→ What is being asked
Reproduce all the records below with their requests, shifting every x and y coordinate in the answers by adding 107. Leave out the pictures.

→ Records for the task
────

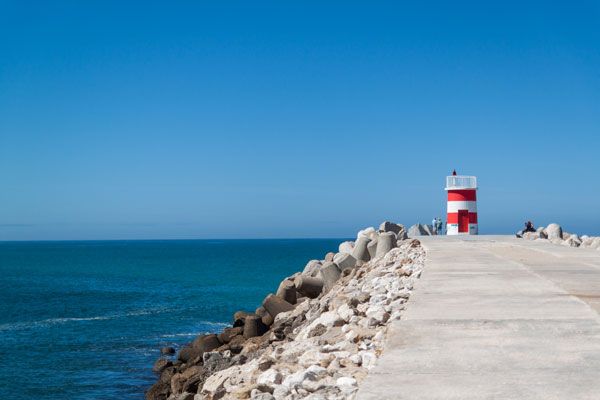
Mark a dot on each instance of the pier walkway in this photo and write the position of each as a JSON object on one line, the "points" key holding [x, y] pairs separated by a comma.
{"points": [[495, 317]]}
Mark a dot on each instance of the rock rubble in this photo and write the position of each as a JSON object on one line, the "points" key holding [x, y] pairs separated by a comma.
{"points": [[316, 338]]}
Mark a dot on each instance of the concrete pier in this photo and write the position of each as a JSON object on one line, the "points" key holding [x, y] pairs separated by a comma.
{"points": [[495, 317]]}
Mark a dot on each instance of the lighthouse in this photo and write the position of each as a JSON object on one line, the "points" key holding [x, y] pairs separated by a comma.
{"points": [[462, 205]]}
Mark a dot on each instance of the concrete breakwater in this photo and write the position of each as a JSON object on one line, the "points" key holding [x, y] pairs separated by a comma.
{"points": [[555, 234], [316, 337]]}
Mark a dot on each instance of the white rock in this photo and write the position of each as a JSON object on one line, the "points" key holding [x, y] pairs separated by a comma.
{"points": [[258, 395], [280, 391], [345, 312], [269, 378], [312, 268], [368, 359], [346, 384], [366, 232], [377, 315], [313, 357], [346, 247], [554, 231]]}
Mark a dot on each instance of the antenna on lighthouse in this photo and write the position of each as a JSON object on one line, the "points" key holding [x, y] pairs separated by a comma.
{"points": [[462, 205]]}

────

→ Answer below
Mark a dot on each instance of the pier walkway in this photo and write the position of each as a JSON object on one line, the "points" key holding [x, y] pairs separated by a comma.
{"points": [[602, 424]]}
Mark a dot on each instance of the rock rubble in this photo and write the position of each as a JSON object on one line, the "points" key holding [x, y] pairs separated by a comma.
{"points": [[423, 445]]}
Mark a dot on each instance of the concrete pier in this photo and write the position of each as a JSON object on one line, the "points" key holding [x, y] pairs separated by a comma.
{"points": [[602, 424]]}
Mark a dot on each instance of the lighthouse in this photo and write the position of each as a JSON object on one line, the "points" key holding [x, y] pairs separated by a comma.
{"points": [[569, 312]]}
Mark a dot on each instance of the concrete breakwater in this photo and write the position of each as a JSON object on one line, the "points" key holding [x, y] pairs separated by a comma.
{"points": [[662, 341], [423, 444]]}
Mark a dot on each instance of the white rock in this photo and write the position of each as a JSON object on one line, the "points" key holding [x, y] pairs separated by a comma.
{"points": [[365, 502], [387, 498], [452, 419], [376, 485], [419, 375], [475, 466], [453, 491], [473, 339], [484, 422], [420, 464], [453, 354], [661, 338]]}
Mark a dot on each instance of the antenna on lighthouse in this photo and write the position of each as a JSON object on one line, the "points" key holding [x, y] pairs separated by a comma.
{"points": [[569, 312]]}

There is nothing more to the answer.